PROBLEM TO WORK ON: Starting at the line with "box: [479, 294, 508, 317]", retype each line exactly up to and including the final line of the records below.

-- RECORDS SHOWN follows --

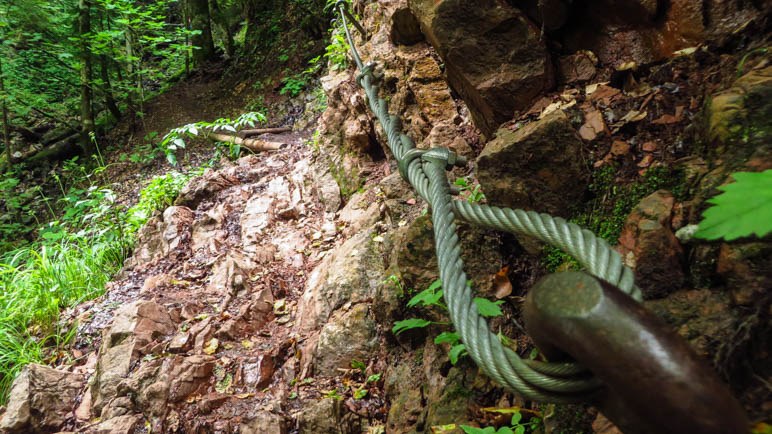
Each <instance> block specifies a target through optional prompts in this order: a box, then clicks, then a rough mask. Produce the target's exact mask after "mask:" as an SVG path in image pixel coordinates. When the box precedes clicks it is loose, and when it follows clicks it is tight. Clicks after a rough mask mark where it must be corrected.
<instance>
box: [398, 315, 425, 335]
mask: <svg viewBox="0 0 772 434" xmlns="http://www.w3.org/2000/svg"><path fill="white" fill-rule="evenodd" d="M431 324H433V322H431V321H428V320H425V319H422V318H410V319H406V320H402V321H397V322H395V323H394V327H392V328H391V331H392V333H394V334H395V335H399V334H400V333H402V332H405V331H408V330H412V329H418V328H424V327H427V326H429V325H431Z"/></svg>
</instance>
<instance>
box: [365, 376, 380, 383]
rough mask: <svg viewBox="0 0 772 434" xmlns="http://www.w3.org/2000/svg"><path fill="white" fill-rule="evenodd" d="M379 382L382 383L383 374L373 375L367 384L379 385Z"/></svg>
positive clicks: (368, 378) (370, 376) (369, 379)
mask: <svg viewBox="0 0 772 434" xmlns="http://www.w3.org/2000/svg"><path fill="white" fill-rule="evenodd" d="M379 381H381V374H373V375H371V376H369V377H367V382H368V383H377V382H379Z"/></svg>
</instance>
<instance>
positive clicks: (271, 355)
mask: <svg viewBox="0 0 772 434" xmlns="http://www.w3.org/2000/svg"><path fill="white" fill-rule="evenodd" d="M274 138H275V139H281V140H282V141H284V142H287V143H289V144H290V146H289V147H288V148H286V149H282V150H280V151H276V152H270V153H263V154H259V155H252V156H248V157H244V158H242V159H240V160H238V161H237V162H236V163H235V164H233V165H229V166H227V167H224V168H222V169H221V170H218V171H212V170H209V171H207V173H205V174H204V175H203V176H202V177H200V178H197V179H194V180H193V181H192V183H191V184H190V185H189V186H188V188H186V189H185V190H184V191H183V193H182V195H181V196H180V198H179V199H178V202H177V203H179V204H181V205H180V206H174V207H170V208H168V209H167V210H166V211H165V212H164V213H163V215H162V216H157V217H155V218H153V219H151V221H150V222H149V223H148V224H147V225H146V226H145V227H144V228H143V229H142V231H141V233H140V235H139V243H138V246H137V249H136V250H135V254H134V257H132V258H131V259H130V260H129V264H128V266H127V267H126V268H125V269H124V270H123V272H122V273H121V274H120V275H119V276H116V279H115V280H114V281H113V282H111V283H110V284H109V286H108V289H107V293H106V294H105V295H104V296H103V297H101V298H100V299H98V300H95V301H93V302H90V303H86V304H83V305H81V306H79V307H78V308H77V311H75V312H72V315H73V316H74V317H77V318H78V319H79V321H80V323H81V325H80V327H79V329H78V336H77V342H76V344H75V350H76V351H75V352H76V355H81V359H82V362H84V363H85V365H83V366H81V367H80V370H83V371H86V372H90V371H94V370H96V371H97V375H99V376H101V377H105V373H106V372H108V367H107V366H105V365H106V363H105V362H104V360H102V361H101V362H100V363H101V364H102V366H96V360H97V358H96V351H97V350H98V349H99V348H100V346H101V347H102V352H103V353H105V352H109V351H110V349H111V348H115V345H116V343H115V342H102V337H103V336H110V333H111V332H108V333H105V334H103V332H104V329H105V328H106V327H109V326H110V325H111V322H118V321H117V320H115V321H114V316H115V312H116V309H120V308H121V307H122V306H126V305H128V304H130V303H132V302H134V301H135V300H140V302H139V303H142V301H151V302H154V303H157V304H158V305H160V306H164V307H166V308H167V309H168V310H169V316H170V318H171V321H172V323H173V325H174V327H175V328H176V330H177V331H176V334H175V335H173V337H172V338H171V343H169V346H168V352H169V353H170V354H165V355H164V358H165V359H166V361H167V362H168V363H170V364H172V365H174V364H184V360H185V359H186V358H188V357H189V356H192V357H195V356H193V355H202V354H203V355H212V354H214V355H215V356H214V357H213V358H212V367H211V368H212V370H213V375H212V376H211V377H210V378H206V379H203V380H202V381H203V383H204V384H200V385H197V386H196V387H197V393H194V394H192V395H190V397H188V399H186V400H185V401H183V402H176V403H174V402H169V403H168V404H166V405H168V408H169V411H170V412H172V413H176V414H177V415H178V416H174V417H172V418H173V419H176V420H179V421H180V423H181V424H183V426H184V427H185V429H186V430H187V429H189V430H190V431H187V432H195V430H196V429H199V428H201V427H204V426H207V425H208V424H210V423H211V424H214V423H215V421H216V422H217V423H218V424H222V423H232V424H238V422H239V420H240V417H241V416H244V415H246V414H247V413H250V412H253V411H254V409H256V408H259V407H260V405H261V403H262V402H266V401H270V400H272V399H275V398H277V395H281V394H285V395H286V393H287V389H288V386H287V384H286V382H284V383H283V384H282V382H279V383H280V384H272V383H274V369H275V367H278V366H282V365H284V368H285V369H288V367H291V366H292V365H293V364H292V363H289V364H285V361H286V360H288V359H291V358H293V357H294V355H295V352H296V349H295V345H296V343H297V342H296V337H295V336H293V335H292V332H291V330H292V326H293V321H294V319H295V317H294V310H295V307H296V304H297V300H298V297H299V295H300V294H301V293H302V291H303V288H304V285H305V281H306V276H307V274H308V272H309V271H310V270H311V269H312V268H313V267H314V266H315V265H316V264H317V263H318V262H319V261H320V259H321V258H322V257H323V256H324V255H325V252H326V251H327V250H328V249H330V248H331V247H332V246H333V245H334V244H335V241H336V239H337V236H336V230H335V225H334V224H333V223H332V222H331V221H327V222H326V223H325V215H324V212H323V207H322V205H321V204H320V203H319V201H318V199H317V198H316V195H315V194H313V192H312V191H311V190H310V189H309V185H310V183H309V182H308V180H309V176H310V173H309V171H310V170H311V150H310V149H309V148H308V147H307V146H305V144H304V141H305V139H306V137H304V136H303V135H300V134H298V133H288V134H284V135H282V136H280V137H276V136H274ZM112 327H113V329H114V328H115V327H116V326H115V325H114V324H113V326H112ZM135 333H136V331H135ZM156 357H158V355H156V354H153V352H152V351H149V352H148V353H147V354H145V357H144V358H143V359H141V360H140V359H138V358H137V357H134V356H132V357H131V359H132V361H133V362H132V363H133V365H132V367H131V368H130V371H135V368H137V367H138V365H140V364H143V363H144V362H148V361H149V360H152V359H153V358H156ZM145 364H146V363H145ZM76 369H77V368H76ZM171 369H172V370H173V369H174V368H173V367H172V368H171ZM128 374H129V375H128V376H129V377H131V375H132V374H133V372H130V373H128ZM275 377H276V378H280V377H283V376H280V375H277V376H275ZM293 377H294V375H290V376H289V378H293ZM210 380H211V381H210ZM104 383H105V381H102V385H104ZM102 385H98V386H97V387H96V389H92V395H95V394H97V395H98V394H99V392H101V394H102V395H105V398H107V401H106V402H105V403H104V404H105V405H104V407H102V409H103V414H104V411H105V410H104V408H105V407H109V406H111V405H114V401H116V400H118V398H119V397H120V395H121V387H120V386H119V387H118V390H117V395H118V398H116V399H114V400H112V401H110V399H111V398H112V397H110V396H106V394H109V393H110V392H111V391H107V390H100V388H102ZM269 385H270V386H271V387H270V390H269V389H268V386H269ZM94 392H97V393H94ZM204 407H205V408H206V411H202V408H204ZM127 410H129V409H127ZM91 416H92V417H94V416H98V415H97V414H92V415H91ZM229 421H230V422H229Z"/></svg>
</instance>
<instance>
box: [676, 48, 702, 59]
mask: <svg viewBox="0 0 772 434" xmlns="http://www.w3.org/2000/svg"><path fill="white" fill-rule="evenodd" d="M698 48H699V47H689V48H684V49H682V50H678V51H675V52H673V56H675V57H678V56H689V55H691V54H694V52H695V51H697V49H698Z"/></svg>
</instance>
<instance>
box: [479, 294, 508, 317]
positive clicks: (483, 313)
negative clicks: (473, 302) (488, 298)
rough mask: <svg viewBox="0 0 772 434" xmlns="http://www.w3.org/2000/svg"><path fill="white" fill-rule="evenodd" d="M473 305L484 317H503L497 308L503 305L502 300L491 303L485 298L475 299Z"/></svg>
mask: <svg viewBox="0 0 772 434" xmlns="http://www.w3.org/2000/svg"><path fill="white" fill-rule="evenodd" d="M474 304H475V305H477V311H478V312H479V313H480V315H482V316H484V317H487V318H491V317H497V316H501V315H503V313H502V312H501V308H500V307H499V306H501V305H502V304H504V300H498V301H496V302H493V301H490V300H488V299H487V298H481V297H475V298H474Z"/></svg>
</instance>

-- RECORDS SHOWN concluded --

RESPONSE TO THE TASK:
box: [479, 294, 508, 317]
positive clicks: (483, 313)
negative clicks: (473, 302) (488, 298)
rough mask: <svg viewBox="0 0 772 434" xmlns="http://www.w3.org/2000/svg"><path fill="white" fill-rule="evenodd" d="M473 305L484 317H503L497 308L503 305L502 300L491 303L485 298L475 299Z"/></svg>
mask: <svg viewBox="0 0 772 434" xmlns="http://www.w3.org/2000/svg"><path fill="white" fill-rule="evenodd" d="M474 304H475V305H477V311H478V312H479V313H480V315H482V316H484V317H487V318H491V317H497V316H501V315H503V313H502V312H501V308H500V307H499V306H501V305H502V304H504V300H498V301H496V302H493V301H490V300H488V299H487V298H481V297H475V298H474Z"/></svg>
</instance>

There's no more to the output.